◆ DIRECTIONS:
A. According to the chordoma case report, which drug was the patient started on after the MRI?
B. Write the next part of the chordoma case report, picking up after its final sentence.

◆ SOURCE TEXT:
We present a case of chordoma, causing caudal compression, which was initially presumed to be a metastatic deposit from a renal cell carcinoma on the basis of radiological investigations. Consequently the patient received initial surgical intervention in the form of spinal decompression with posterior stabilisation, where extra-lesional resection would have been more appropriate.


A 72-year old man presented with an 8-month history of lower back pain and increasing left leg pain and weakness. An abnormal appearance of the L3 vertebral body on plain radiographs prompted CT investigation which suggested pathological fracture of L3 with posterior convexing of the vertebral body and epidural mass. Also noted was a mass within the right kidney which was felt to be in keeping with the appearances of renal cell carcinoma. MRI confirmed a solitary vertebral lesion causing posterior convexity of the vertebral body with extension into the pedicle, causing significant compression of the thecal sac and clumping of nerve roots. The patient was commenced on Dexamethasone. Based on the radiological presumption that this was a secondary deposit from a renal cell carcinoma within the right kidney, plans were made for posterior spinal decompression and stabilisation, and tissue biopsy was felt to be unnecessary. Pre-operative embolization of the tumour was attempted, however, no tumour enhancement was demonstrated during the aortogram, and embolization was therefore not performed. Decompression and posterior stabilisation from T12 to L5 was performed and biopsies of L3 sent for analysis. The biopsy revealed trabecular bone and marrow fat replaced by malignant tumour, in-keeping with chordoma, not the presumed diagnosis of renal cell carcinoma.


The patient developed an ileus post-operatively but soon settled and his lower back pain gradually improved. Following discharge, a plan was made for further investigation of the renal lesion. Unfortunately his lower back pain returned 6 months later, and subsequent imaging showed enlargement of the lumbar spine mass causing further compression of the cauda. (Figure 1). This subsequently required further surgery in the form of tumour debulking with anterior stabilisation of L3. Investigation of his renal mass is on-going.


Thought to arise from cellular remnants of the notochord (the mesodermal precursor of the vertebral column), chordoma is a rare, slow-growing, locally-invasive malignant tumour. The vast majority affect the base of the cranium and sacro-coccygeal region with round 15-20% involving the vertebral body (1,2). It is generally accepted that 'en-bloc' surgical excision with wide, tumour-free margins is the treatment of choice. Adjuvant radiotherapy may also be used post-operatively, however Chordomas are relatively radio-resistant and the value of radiotherapy in their treatment is still a matter of debate. Chordomas are well known for their high local recurrence rates following surgery and distant metastases following treatment is reported in greater than 40% of patients (3,4,5,6).

(Dataset entries)
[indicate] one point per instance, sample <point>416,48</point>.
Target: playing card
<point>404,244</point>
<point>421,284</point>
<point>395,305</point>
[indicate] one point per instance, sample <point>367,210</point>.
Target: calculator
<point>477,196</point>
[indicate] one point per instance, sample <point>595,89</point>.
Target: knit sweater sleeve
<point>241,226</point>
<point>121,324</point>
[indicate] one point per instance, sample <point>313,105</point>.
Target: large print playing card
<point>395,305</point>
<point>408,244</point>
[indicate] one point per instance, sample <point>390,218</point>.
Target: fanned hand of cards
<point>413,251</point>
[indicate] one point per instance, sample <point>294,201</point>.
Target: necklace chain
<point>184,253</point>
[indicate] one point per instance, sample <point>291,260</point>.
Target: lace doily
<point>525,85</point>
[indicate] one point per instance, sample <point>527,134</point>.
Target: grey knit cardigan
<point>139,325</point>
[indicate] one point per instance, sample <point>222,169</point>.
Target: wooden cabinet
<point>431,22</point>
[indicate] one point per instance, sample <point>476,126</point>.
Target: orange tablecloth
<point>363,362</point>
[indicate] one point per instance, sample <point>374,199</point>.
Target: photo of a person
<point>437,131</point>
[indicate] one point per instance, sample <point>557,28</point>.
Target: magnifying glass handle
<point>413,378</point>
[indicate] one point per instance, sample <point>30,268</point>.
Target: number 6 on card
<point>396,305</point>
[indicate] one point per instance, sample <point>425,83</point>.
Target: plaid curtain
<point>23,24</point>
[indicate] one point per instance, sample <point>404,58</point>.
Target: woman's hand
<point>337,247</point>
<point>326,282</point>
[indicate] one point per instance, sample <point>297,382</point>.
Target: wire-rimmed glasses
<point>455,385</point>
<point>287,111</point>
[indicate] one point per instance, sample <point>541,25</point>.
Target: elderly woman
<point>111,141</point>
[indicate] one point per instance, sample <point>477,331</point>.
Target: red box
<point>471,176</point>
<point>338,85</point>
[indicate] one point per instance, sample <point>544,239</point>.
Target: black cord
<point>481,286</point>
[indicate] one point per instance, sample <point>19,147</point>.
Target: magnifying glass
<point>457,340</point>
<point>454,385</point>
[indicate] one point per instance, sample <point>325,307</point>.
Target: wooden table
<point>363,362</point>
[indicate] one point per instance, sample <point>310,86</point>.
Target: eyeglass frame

...

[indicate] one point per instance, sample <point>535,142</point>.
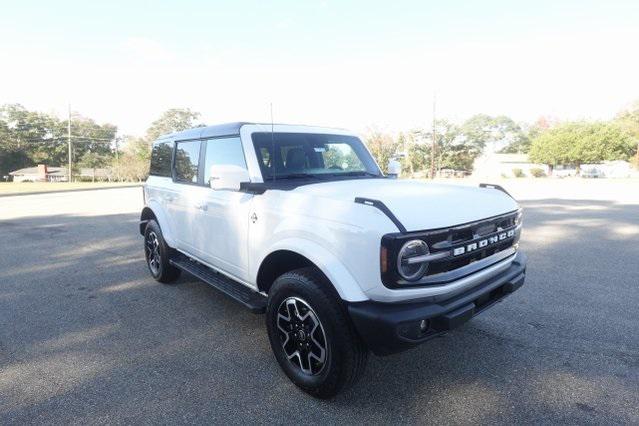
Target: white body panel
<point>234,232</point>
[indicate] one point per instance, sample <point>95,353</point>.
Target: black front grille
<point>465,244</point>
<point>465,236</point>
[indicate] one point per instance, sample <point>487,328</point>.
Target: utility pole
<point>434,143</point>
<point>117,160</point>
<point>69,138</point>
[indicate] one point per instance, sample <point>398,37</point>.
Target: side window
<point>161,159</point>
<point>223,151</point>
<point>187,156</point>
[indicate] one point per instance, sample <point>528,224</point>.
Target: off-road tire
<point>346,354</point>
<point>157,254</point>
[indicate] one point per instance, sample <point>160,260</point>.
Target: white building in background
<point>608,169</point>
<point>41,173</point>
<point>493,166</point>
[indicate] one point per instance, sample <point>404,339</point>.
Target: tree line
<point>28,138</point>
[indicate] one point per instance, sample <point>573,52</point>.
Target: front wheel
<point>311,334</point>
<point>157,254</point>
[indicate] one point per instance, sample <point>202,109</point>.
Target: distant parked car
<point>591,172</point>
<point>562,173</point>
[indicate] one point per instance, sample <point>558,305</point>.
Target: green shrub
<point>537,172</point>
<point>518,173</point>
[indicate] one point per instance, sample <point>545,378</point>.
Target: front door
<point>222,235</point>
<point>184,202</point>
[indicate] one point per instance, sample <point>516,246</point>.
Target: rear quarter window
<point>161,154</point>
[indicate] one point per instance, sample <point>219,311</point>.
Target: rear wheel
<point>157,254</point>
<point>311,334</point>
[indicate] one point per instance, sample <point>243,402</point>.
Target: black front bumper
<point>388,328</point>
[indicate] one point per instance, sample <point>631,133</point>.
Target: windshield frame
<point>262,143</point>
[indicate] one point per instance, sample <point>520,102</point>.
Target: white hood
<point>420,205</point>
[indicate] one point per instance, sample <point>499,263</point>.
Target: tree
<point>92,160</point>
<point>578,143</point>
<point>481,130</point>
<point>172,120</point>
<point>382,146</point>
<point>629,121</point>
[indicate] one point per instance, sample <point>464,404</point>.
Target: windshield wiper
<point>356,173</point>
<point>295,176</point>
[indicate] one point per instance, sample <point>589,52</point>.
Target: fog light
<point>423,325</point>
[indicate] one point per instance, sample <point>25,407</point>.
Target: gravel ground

---

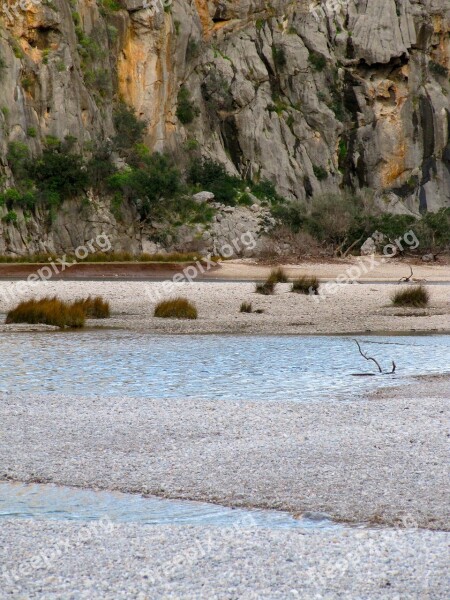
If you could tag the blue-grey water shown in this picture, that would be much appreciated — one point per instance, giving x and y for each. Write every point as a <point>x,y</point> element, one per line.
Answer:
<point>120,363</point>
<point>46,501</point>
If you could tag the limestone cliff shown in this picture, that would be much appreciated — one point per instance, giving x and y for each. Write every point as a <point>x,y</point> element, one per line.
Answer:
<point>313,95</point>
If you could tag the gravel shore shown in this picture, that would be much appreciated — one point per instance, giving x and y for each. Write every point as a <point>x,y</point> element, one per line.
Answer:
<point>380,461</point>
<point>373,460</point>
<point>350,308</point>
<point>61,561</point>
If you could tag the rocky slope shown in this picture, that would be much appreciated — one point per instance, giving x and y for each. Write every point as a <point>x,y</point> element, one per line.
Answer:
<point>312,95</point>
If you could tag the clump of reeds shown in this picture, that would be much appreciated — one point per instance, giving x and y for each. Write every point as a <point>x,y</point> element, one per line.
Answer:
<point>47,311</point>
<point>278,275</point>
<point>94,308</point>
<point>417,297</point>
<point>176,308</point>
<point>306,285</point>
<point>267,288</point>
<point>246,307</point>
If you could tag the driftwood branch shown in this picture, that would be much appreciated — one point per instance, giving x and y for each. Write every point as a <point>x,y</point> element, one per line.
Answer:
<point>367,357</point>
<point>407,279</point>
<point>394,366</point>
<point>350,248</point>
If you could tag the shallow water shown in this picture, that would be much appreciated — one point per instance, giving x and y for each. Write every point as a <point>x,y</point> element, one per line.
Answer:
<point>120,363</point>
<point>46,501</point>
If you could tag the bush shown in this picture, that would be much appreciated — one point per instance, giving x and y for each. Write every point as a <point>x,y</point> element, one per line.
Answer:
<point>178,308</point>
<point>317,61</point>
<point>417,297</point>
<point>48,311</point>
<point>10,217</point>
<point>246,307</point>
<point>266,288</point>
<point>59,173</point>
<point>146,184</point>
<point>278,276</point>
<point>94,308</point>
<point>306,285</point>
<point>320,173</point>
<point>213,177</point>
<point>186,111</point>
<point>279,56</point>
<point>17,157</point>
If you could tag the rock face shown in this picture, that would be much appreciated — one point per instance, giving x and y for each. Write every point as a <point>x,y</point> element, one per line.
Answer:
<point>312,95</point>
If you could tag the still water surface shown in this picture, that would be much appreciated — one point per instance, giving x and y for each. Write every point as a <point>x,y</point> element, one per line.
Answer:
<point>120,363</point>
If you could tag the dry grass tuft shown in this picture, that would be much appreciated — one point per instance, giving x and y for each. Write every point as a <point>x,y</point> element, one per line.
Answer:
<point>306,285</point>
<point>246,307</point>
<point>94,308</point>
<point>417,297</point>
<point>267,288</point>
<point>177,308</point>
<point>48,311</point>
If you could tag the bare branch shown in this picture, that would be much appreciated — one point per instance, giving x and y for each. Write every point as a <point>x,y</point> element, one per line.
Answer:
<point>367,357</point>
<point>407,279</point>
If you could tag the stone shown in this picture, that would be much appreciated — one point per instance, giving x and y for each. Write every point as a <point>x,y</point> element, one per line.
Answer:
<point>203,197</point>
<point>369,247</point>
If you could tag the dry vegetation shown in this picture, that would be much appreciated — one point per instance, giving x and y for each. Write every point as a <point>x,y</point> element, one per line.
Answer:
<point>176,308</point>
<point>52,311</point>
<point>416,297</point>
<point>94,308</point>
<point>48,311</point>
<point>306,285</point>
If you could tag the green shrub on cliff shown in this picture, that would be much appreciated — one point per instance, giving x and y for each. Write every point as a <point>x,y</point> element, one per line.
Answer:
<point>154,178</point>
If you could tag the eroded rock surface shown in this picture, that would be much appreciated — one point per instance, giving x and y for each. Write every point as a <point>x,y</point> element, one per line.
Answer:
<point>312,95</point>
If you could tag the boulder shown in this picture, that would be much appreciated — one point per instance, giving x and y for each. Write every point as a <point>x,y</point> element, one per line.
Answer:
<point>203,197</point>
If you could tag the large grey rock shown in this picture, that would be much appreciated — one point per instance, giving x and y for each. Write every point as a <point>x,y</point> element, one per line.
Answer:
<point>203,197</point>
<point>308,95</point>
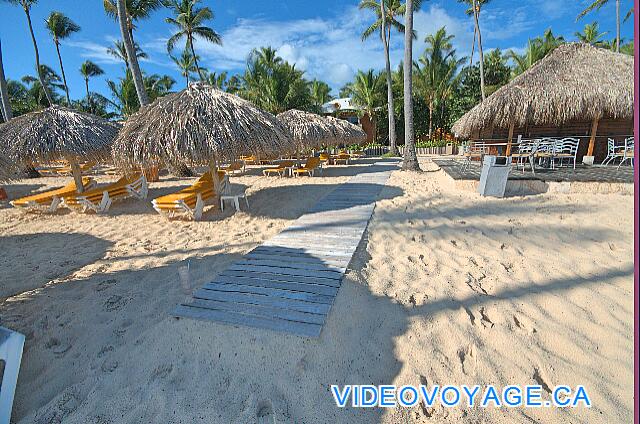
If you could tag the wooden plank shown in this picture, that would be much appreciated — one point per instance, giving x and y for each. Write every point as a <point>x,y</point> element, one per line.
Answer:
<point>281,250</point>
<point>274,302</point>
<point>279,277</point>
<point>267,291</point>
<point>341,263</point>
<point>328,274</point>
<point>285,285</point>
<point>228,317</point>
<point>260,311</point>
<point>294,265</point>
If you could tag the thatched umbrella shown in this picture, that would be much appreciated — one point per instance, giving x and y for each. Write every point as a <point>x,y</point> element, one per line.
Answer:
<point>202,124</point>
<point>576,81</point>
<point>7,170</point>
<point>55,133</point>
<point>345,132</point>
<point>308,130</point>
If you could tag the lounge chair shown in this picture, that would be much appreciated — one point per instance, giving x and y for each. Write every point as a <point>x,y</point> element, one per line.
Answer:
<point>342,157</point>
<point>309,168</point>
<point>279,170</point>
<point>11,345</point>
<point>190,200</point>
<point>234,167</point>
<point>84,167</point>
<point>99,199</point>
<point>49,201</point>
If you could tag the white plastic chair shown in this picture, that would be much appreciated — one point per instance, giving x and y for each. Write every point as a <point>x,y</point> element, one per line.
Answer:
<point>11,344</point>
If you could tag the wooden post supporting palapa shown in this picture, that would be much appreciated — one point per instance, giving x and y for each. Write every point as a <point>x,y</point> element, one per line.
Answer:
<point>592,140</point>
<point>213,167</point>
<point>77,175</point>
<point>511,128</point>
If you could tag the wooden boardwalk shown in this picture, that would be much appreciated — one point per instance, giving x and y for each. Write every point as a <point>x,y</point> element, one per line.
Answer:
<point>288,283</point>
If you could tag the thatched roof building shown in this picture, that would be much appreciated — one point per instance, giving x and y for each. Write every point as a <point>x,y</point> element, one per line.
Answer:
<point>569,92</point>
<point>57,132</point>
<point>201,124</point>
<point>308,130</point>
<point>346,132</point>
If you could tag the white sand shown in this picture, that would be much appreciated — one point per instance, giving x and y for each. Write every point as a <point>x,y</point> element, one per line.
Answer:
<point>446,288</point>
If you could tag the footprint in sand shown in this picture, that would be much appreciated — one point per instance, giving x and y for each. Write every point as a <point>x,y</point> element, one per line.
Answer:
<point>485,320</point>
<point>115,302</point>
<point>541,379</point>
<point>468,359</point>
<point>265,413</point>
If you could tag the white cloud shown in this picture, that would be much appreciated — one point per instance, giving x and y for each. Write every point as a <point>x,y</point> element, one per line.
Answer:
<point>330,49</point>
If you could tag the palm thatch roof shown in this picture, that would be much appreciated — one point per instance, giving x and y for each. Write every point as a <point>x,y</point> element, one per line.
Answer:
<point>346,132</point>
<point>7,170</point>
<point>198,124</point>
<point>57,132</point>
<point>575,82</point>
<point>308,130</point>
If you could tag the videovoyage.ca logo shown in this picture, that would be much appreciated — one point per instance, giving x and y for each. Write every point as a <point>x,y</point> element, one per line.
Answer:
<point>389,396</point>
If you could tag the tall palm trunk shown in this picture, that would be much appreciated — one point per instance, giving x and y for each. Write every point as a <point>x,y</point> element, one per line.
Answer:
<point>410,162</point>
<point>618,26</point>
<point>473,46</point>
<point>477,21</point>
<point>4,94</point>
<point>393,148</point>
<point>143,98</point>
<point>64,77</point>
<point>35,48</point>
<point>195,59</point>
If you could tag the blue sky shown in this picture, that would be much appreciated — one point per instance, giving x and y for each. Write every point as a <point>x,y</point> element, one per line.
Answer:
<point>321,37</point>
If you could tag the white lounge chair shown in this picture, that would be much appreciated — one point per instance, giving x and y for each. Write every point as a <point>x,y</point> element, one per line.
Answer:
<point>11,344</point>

◆ ANSWERS TO EACH TASK:
A. Dexamethasone.

B.
It is extremely rare for chordoma to present in a lumbar vertebral body and this case report highlights an unusual presentation of spinal pathology. Much more common is the presentation of metastatic deposits from a primary tumour elsewhere. In 2005, Patchell et al (7) published their randomised trial which established the superiority of direct decompressive surgery plus post-operative radiotherapy over radiotherapy alone for patients with spinal cord compression from metastatic disease. Since then we have noticed a dramatic increase in the volume of referrals of patients with this condition. In the case of our patient, it was assumed that this L3 lesion was metastatic deposit from renal cell carcinoma based on radiological appearances. Pre-operative biopsy would have established the true nature of the disease process and altered management significantly.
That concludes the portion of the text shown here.